# Directions for this task
From the data that follows, print exactly the lines starting at the one containing "negative clicks: (16, 105) (25, 87)" and ending at the one containing "box: [122, 67, 140, 104]"; include both of them and nothing more.

*** Opening Information shown ***

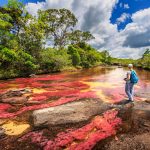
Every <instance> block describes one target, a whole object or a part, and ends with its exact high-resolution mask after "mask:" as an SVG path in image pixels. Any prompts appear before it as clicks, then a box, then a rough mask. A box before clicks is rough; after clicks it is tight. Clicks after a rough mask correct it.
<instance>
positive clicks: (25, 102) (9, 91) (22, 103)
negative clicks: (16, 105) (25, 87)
mask: <svg viewBox="0 0 150 150" xmlns="http://www.w3.org/2000/svg"><path fill="white" fill-rule="evenodd" d="M27 93H31V90H30V89H19V90H10V91H7V92H5V93H2V94H1V95H0V102H3V103H11V104H12V103H13V104H24V103H26V102H27V100H28V96H25V95H24V94H27Z"/></svg>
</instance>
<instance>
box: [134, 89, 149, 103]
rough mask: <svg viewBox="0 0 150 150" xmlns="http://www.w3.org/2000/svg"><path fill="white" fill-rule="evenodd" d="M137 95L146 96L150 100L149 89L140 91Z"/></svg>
mask: <svg viewBox="0 0 150 150" xmlns="http://www.w3.org/2000/svg"><path fill="white" fill-rule="evenodd" d="M136 96H137V97H140V98H144V99H145V101H148V102H150V92H149V91H139V92H138V93H136Z"/></svg>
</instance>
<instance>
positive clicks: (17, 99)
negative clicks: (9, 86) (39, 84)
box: [1, 96, 28, 104]
mask: <svg viewBox="0 0 150 150" xmlns="http://www.w3.org/2000/svg"><path fill="white" fill-rule="evenodd" d="M27 100H28V97H27V96H22V97H11V98H4V99H2V100H1V102H3V103H10V104H24V103H26V102H27Z"/></svg>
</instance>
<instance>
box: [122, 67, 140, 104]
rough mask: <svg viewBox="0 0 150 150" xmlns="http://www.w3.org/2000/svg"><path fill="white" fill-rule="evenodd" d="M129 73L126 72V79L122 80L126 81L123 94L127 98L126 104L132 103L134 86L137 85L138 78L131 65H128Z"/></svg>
mask: <svg viewBox="0 0 150 150" xmlns="http://www.w3.org/2000/svg"><path fill="white" fill-rule="evenodd" d="M128 68H129V71H128V72H127V75H126V78H125V79H124V80H125V81H126V84H125V92H126V94H127V96H128V102H134V85H135V84H136V83H138V80H139V79H138V76H137V74H136V72H135V70H133V65H132V64H129V65H128Z"/></svg>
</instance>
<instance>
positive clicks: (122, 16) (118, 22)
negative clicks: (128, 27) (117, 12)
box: [117, 13, 131, 24]
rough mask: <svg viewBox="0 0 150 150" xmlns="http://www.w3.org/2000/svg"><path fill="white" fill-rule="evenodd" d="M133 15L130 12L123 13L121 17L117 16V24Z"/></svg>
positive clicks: (121, 22)
mask: <svg viewBox="0 0 150 150" xmlns="http://www.w3.org/2000/svg"><path fill="white" fill-rule="evenodd" d="M130 17H131V15H130V14H128V13H123V14H122V15H121V16H120V17H119V18H117V24H120V23H123V22H125V21H126V19H128V18H130Z"/></svg>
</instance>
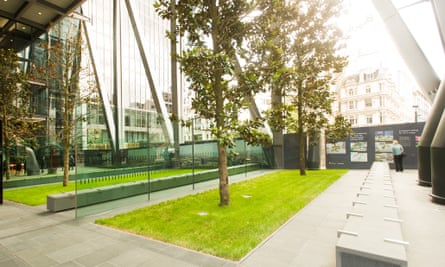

*** Closing Information shown ***

# Answer for this exercise
negative clicks: (16, 105) (25, 87)
mask: <svg viewBox="0 0 150 150" xmlns="http://www.w3.org/2000/svg"><path fill="white" fill-rule="evenodd" d="M27 93H31V90H30V89H19V90H10V91H7V92H5V93H2V94H1V95H0V102H3V103H11V104H12V103H13V104H24V103H26V102H27V100H28V96H25V95H24V94H27Z"/></svg>
</instance>
<instance>
box: [134, 89, 149, 103]
rough mask: <svg viewBox="0 0 150 150" xmlns="http://www.w3.org/2000/svg"><path fill="white" fill-rule="evenodd" d="M137 95L146 96L150 100L149 89L140 91Z"/></svg>
mask: <svg viewBox="0 0 150 150" xmlns="http://www.w3.org/2000/svg"><path fill="white" fill-rule="evenodd" d="M136 96H137V97H140V98H144V99H145V101H148V102H150V92H149V91H139V92H138V93H136Z"/></svg>
</instance>
<instance>
positive clicks: (17, 99)
negative clicks: (9, 86) (39, 84)
box: [1, 96, 28, 104]
mask: <svg viewBox="0 0 150 150" xmlns="http://www.w3.org/2000/svg"><path fill="white" fill-rule="evenodd" d="M27 100H28V97H27V96H22V97H11V98H4V99H2V100H1V102H3V103H10V104H24V103H26V102H27Z"/></svg>
</instance>
<instance>
box: [122, 67, 140, 104]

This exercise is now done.